STUDY MATERIAL>
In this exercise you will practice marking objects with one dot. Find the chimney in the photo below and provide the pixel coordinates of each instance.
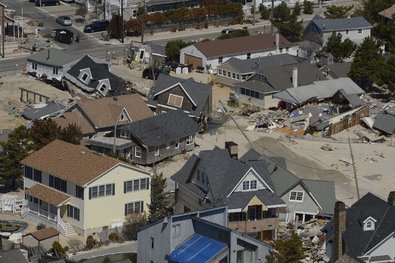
(391, 198)
(277, 42)
(232, 149)
(339, 226)
(295, 77)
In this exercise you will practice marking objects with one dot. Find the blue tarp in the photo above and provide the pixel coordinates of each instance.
(197, 249)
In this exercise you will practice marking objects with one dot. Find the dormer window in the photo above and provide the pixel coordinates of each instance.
(369, 224)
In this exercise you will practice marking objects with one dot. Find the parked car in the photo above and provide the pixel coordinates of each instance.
(63, 35)
(64, 20)
(95, 26)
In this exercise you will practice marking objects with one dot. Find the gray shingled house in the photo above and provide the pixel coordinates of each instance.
(305, 199)
(216, 178)
(366, 230)
(158, 137)
(93, 75)
(171, 93)
(200, 236)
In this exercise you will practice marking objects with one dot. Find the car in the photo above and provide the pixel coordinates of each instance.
(64, 20)
(95, 26)
(228, 31)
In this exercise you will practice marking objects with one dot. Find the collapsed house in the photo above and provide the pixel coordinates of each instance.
(328, 106)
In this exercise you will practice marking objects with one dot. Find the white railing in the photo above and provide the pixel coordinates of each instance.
(61, 225)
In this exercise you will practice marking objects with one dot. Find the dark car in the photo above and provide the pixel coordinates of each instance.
(96, 26)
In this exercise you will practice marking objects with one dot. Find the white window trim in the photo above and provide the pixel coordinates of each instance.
(299, 201)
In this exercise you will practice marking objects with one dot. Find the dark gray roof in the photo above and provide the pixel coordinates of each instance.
(252, 65)
(99, 71)
(53, 57)
(224, 173)
(199, 92)
(329, 25)
(324, 193)
(163, 128)
(385, 121)
(50, 110)
(357, 241)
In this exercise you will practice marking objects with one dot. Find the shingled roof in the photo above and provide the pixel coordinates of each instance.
(69, 162)
(241, 45)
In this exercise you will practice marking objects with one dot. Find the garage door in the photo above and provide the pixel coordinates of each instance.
(195, 61)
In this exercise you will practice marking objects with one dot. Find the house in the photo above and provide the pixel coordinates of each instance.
(200, 236)
(354, 28)
(271, 78)
(366, 230)
(153, 139)
(172, 93)
(93, 75)
(385, 121)
(387, 14)
(216, 177)
(305, 199)
(100, 116)
(210, 54)
(43, 238)
(50, 63)
(67, 186)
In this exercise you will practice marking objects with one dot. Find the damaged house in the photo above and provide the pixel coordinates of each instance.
(328, 106)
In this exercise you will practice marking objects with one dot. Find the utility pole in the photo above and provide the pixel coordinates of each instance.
(354, 169)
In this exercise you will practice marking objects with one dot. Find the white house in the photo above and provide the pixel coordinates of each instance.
(210, 54)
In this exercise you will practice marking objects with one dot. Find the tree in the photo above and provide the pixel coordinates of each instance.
(287, 250)
(335, 11)
(338, 48)
(15, 149)
(160, 205)
(72, 134)
(307, 7)
(44, 132)
(264, 11)
(368, 66)
(134, 222)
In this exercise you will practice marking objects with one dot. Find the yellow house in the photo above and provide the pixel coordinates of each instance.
(76, 190)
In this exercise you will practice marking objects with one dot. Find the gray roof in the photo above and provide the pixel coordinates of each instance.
(224, 173)
(357, 241)
(339, 24)
(53, 57)
(49, 110)
(385, 121)
(199, 92)
(99, 71)
(324, 193)
(163, 128)
(252, 65)
(319, 89)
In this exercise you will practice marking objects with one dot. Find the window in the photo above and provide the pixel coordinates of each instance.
(157, 151)
(79, 192)
(136, 185)
(137, 152)
(296, 196)
(28, 172)
(101, 190)
(175, 100)
(58, 183)
(134, 207)
(189, 140)
(253, 184)
(73, 212)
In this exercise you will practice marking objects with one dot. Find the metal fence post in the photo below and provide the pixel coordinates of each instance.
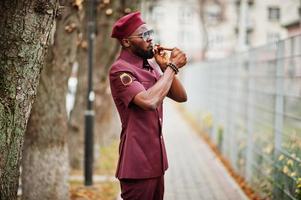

YOUR OBJECTIVE> Leaving the pictures aside, repeat the data above exactly.

RESPONSE>
In this exercise you will practice marking objects with one dot. Find the chimney in the photo below and provide the pixel coordinates of each instance.
(391, 198)
(277, 42)
(232, 149)
(339, 226)
(295, 77)
In this exercise you will practice marking objects with one dot. Find the blue tarp in the photo above and provide the pixel coordinates of each instance.
(197, 249)
In this exercise you will practice marking objects with one dot. Find the dormer window in the photo above and provide the pixel coordinates of each instance.
(369, 224)
In this exercise you will practice marking objects with one dot. Find the parked car in the photo above and provide the pixel coordinates of each instance.
(63, 35)
(64, 20)
(95, 26)
In this exercise you will practice marking objects with one dot. Find the gray shingled house in the photo above and provide the pixel coordinates of each instance.
(305, 199)
(216, 178)
(366, 230)
(158, 137)
(93, 75)
(171, 93)
(200, 236)
In this exercise you will practice marking objects with one dot. Find the car in the photo above and provide the pixel coordinates of each instance.
(64, 20)
(95, 26)
(228, 31)
In this exercise you will practice marking objects with one dot. Find the collapsed house in the photo above and provide the pixel coordinates of each instance.
(328, 106)
In this exercise you will practice marking objects with one dot. Find the white railing in the photo above and provide the pixel coordinates of each instance.
(61, 225)
In this exercise you will practice marking objects with one dot. Find the dark car in the photo above and provide the pixel coordinates of each instance.
(96, 26)
In this exercise you will practice marking objects with one dot. Find the white window trim in the photo above and provide the pixel coordinates of each instance.
(299, 201)
In this exercise you will practice marking objects with one dot. Find the dark gray roof in the photo above and provide the pixel coordinates of each instance.
(252, 65)
(99, 71)
(53, 57)
(224, 173)
(199, 92)
(329, 25)
(324, 193)
(163, 128)
(385, 121)
(50, 110)
(357, 241)
In this exercise you will practice marking objects with one dot. Find the shingled roof in the photo above and provide the pixel coordinates of each instance.
(69, 162)
(241, 45)
In this exercise you will practice marking objects with one dot. Find the garage door in the photo above and provide the pixel coordinates of each instance.
(195, 61)
In this exercise you will practice marking objects with one dot. Find the house in the photo above and provide the pixel coordinates of each instance.
(200, 236)
(354, 28)
(271, 78)
(366, 230)
(153, 139)
(172, 93)
(93, 75)
(385, 121)
(387, 14)
(216, 177)
(305, 199)
(100, 116)
(210, 54)
(43, 238)
(50, 63)
(67, 186)
In this exercise you will practice marking objects with one dot. Find the damaged house in the photo above and provide the pixel coordinates of each instance.
(328, 106)
In this exercise you will practice marking objects with one dot. Find the utility pole in the photo above and provide the pixel coordinates of each instance.
(354, 169)
In this exercise you will practice marking objects with one dot. Find the white house in the photo above and provide the pixel coordinates of each instance.
(210, 54)
In this exercise you will practice marking objects with one dot. Find the tree in the photo above and provide the pixel coordinates of each instance.
(287, 250)
(335, 11)
(338, 48)
(15, 149)
(160, 205)
(72, 134)
(307, 7)
(44, 132)
(264, 11)
(368, 66)
(134, 222)
In this exercise you will practice marking objects with one dot. Find the yellow house in the photo above and provide the pixel coordinates of each instance.
(76, 190)
In this exercise you will practice marking objects with one dot. Find the gray roof in the photo above and provide the pixel coordinates of each instance.
(224, 173)
(357, 241)
(339, 24)
(53, 57)
(49, 110)
(385, 121)
(199, 92)
(99, 71)
(324, 193)
(163, 128)
(252, 65)
(319, 89)
In this exercise you will practice marking objects with one dot. Find the window in the photo above and provide the pixel coordinates of each instance.
(157, 151)
(79, 192)
(136, 185)
(137, 152)
(296, 196)
(28, 172)
(101, 190)
(175, 100)
(58, 183)
(134, 207)
(189, 140)
(253, 184)
(73, 212)
In this exercise you will practice marking objects with one dot. Find the metal fence post in the photo below and provide the pixel coordinates of each instance.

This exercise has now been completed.